## Work request
Restate the data below word for word, omitting pictures.

Entries taken from a collection:
——

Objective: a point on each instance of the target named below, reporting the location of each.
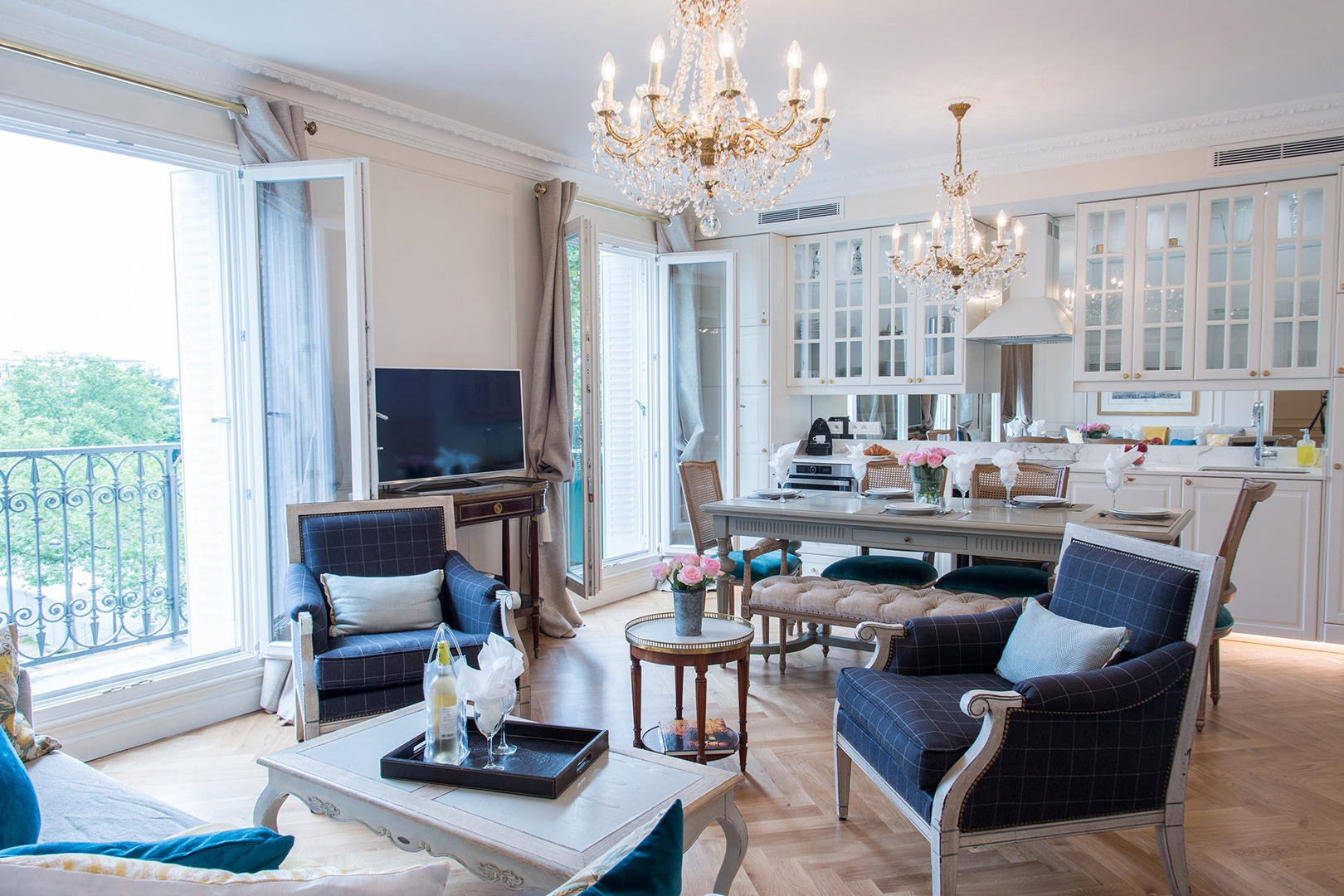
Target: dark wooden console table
(500, 501)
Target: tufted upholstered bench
(828, 602)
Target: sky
(86, 262)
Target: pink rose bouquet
(687, 572)
(925, 457)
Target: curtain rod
(183, 93)
(657, 219)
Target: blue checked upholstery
(371, 674)
(1088, 744)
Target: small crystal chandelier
(721, 151)
(958, 265)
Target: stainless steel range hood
(1030, 314)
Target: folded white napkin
(962, 466)
(500, 664)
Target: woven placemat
(1108, 518)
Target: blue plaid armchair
(972, 759)
(343, 679)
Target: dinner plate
(916, 508)
(1040, 500)
(894, 492)
(777, 494)
(1142, 514)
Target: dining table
(976, 527)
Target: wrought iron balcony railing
(93, 548)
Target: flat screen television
(436, 423)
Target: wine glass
(505, 748)
(489, 713)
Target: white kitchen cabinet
(1266, 273)
(1140, 489)
(1138, 282)
(1277, 570)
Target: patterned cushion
(1043, 644)
(884, 570)
(1109, 587)
(26, 743)
(381, 660)
(763, 566)
(374, 543)
(917, 719)
(999, 581)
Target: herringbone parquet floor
(1265, 809)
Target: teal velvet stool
(997, 581)
(882, 570)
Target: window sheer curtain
(296, 347)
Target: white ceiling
(1045, 71)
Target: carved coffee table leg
(636, 689)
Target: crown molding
(1239, 125)
(208, 66)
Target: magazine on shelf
(682, 739)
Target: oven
(827, 476)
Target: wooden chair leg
(1214, 674)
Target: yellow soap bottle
(1307, 450)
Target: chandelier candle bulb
(656, 54)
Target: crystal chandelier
(721, 151)
(958, 264)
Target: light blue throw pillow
(242, 852)
(19, 816)
(1043, 644)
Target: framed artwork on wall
(1137, 403)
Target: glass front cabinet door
(1103, 319)
(806, 278)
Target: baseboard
(129, 716)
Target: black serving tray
(548, 759)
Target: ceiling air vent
(1262, 155)
(800, 212)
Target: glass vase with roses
(928, 475)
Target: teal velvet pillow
(652, 868)
(242, 852)
(19, 816)
(1043, 644)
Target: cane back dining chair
(972, 758)
(884, 568)
(1007, 578)
(340, 679)
(767, 557)
(1252, 494)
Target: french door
(304, 227)
(613, 503)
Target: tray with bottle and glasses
(548, 759)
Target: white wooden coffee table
(523, 843)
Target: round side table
(723, 638)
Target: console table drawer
(470, 511)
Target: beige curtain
(1015, 386)
(550, 422)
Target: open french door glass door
(698, 296)
(307, 271)
(615, 328)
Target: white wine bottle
(444, 740)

——

## Written response
Objective: a point on each instance of the target named below, reporting the location of each.
Target: dark wooden console table
(500, 501)
Target: tufted upholstered bench
(828, 602)
Target: sky
(86, 262)
Target: pink rose bouquet
(687, 572)
(925, 457)
Target: curtain rod
(183, 93)
(657, 219)
Target: blue checked upholstery
(371, 674)
(1088, 744)
Target: small crystal chandelier
(721, 151)
(958, 265)
Target: stainless steel range hood
(1030, 314)
Target: folded white napkin
(962, 466)
(500, 664)
Target: woven placemat
(1108, 518)
Target: blue plaid armchair
(972, 759)
(343, 679)
Target: dinner plate
(916, 508)
(1040, 500)
(894, 492)
(777, 494)
(1142, 514)
Target: dining table
(976, 527)
Target: wrought iron balcony railing
(93, 548)
Target: flat screen television
(436, 423)
Target: wine glass
(505, 748)
(489, 713)
Target: white kitchen cabinet
(1266, 273)
(1140, 489)
(1138, 282)
(1277, 570)
Target: patterned cushion
(1043, 644)
(884, 570)
(1109, 587)
(26, 743)
(381, 660)
(763, 566)
(374, 543)
(917, 719)
(999, 581)
Target: herringbone parquet floor
(1265, 809)
Target: teal velvet stool
(997, 581)
(882, 570)
Target: window sheer curtain
(296, 347)
Target: white ceiling
(1045, 71)
Target: carved coffee table leg
(636, 689)
Target: crown molding
(1239, 125)
(208, 66)
Target: magazine on shelf
(682, 739)
Target: oven
(827, 476)
Target: wooden chair leg
(1214, 674)
Target: yellow soap bottle
(1307, 450)
Target: chandelier candle bulb
(656, 54)
Target: crystal chandelier
(721, 151)
(958, 264)
Target: light blue throw pillow
(242, 852)
(19, 816)
(1043, 644)
Target: framed artwork on wall
(1137, 403)
Target: glass front cabinet door
(1103, 319)
(806, 278)
Target: baseboard
(129, 716)
Target: black serving tray
(548, 759)
Target: ceiling air vent
(1262, 155)
(800, 212)
Target: glass vase with roses
(928, 475)
Target: teal velvet pillow
(652, 868)
(242, 852)
(19, 816)
(1043, 644)
Target: cane back dining chair
(972, 758)
(884, 568)
(1007, 578)
(340, 679)
(767, 557)
(1252, 494)
Target: french door
(304, 227)
(613, 503)
Target: tray with bottle and glasses
(548, 759)
Target: white wooden coffee table
(523, 843)
Target: round side table
(723, 638)
Target: console table drawer
(470, 511)
Target: beige curtain
(1015, 386)
(550, 422)
Target: open french door glass door
(698, 296)
(307, 271)
(615, 328)
Target: white wine bottle
(444, 740)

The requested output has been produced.